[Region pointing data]
----------
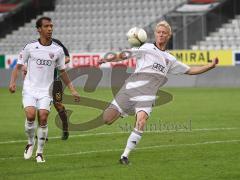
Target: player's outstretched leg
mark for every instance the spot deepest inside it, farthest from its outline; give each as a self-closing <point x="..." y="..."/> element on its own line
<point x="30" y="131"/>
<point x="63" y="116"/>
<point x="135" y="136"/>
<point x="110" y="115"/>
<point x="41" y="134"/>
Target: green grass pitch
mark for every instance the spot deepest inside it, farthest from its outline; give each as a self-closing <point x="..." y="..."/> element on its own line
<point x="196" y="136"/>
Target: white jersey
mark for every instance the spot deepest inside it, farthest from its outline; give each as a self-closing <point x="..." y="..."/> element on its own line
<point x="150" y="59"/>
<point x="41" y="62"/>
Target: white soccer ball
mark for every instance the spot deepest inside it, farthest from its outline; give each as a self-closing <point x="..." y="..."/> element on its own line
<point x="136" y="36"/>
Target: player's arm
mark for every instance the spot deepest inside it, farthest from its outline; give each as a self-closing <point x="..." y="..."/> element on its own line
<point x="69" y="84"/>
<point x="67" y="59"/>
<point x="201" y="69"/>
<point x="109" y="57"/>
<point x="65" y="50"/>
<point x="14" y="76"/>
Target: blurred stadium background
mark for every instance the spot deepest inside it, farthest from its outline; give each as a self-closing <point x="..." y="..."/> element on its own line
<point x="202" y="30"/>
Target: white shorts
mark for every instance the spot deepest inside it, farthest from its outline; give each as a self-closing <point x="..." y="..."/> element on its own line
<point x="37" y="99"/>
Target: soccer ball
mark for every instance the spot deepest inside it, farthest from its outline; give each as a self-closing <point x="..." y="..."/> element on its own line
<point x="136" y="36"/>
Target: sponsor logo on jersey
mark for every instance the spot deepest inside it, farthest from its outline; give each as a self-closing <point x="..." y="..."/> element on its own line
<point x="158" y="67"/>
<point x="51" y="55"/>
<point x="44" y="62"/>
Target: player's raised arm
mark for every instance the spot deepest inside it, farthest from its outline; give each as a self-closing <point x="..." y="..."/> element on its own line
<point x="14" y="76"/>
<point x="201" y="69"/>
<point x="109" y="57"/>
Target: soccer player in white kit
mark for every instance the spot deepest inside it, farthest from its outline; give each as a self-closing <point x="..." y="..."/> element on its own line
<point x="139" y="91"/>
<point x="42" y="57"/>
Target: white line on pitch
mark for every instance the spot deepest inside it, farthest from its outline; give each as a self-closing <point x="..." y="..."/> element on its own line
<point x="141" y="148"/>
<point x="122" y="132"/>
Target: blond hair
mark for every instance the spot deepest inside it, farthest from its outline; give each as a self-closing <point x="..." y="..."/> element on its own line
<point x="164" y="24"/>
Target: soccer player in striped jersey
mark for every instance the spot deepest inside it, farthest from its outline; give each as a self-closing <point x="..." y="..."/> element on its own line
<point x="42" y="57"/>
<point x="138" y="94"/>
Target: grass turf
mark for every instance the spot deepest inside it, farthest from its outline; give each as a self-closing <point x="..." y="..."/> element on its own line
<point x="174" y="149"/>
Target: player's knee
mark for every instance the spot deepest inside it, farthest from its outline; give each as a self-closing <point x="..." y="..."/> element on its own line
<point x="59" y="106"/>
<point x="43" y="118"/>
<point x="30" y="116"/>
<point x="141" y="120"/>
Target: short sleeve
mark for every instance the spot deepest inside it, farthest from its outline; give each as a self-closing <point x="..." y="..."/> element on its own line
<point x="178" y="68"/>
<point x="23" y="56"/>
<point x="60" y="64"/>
----------
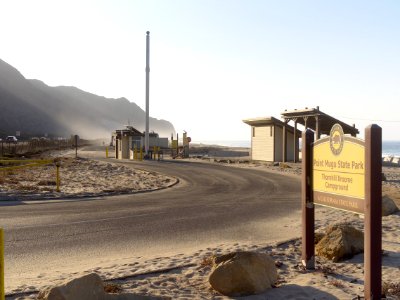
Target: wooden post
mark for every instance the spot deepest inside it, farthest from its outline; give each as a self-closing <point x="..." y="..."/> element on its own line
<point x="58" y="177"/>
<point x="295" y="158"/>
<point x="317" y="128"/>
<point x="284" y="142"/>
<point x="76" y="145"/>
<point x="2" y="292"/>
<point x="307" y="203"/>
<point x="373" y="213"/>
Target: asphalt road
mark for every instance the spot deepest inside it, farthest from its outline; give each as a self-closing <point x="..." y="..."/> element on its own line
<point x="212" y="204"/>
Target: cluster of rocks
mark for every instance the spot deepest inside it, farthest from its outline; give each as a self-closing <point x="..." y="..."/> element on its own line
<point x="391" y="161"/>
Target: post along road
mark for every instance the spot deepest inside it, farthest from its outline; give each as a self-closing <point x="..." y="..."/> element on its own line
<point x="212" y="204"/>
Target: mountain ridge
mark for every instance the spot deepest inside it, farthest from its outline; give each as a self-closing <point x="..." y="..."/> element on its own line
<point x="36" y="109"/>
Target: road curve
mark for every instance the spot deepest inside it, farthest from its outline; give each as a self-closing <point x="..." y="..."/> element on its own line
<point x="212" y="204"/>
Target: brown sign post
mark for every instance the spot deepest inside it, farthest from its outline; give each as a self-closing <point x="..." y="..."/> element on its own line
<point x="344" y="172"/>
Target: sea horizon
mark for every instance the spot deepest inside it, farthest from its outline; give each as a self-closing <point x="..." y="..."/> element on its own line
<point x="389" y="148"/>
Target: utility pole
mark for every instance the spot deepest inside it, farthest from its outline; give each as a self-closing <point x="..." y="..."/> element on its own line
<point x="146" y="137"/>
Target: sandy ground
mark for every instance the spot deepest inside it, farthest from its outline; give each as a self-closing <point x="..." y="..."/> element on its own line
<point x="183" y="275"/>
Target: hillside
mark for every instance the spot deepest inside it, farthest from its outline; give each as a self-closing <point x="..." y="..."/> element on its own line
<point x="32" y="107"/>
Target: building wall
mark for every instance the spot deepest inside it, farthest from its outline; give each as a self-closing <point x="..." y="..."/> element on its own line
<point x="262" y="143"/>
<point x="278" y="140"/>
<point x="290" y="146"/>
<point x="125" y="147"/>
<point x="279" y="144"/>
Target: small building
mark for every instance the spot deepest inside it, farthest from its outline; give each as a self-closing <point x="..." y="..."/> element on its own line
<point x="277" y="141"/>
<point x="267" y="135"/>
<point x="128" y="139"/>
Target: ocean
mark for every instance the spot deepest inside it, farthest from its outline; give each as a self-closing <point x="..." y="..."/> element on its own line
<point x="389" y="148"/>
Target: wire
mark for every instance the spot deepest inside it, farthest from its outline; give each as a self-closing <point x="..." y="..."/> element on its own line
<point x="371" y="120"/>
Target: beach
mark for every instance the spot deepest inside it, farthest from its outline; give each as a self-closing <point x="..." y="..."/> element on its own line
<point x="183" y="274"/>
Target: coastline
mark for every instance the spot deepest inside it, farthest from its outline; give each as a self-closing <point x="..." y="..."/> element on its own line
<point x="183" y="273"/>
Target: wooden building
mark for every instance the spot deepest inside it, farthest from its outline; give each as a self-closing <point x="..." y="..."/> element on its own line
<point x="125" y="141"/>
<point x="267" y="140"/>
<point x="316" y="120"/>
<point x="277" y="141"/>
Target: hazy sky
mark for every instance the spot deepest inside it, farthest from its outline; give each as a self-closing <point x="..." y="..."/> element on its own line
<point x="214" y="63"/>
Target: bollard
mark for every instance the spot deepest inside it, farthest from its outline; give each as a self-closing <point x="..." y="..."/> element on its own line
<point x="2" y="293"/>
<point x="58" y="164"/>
----------
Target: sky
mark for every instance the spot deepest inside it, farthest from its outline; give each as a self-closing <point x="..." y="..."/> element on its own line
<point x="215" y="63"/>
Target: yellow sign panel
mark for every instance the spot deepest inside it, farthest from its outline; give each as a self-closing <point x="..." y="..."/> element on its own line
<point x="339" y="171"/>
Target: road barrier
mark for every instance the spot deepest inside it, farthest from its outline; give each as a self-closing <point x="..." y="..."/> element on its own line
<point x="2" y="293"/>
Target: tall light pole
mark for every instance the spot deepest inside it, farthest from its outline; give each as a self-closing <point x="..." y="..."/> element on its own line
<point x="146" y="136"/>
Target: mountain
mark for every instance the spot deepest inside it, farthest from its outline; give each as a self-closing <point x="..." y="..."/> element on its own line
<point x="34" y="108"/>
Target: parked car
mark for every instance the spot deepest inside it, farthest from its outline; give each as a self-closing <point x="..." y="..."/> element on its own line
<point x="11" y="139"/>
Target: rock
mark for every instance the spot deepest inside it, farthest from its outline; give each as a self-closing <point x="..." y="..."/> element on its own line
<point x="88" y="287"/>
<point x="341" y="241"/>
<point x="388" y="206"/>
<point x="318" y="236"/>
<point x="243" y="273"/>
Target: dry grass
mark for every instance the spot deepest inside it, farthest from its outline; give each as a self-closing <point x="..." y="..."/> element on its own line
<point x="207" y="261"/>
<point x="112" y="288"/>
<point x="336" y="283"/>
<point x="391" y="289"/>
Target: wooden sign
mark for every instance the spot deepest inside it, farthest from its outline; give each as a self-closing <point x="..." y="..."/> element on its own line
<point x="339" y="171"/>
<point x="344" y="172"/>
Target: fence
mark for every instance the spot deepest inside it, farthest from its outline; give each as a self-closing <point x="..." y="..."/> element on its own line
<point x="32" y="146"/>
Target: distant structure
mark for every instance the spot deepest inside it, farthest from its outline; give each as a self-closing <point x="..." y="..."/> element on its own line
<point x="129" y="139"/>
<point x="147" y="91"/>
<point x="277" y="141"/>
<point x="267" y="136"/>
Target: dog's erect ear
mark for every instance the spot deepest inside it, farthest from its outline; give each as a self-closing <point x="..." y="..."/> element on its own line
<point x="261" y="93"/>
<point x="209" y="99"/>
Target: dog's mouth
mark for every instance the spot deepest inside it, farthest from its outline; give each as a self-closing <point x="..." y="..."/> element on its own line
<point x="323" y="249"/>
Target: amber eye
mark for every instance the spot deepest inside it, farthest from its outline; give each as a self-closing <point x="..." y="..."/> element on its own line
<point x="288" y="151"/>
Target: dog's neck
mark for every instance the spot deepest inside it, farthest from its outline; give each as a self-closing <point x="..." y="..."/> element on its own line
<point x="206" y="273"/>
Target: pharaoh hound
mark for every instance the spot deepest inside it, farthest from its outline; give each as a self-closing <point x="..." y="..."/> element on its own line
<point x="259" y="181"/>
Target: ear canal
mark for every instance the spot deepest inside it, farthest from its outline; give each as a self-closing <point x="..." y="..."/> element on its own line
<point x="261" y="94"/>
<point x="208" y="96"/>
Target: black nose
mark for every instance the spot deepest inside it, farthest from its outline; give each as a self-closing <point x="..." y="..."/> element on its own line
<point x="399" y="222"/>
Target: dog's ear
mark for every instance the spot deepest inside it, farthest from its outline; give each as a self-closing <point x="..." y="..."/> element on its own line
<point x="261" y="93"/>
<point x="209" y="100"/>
----------
▸ **Problem to solve**:
When the line with "Target: player's outstretched leg" is reached in the data above, start copying there, and copy each line exactly until the line with "Target: green grass pitch" has been copied; copy nothing else.

▸ **Your solution**:
Target: player's outstretched leg
mark for every instance the spot deepest inside it, farthest from its outline; give each as a self-closing <point x="..." y="..."/> element on its own line
<point x="30" y="131"/>
<point x="63" y="116"/>
<point x="135" y="136"/>
<point x="110" y="115"/>
<point x="41" y="134"/>
Target: green grass pitch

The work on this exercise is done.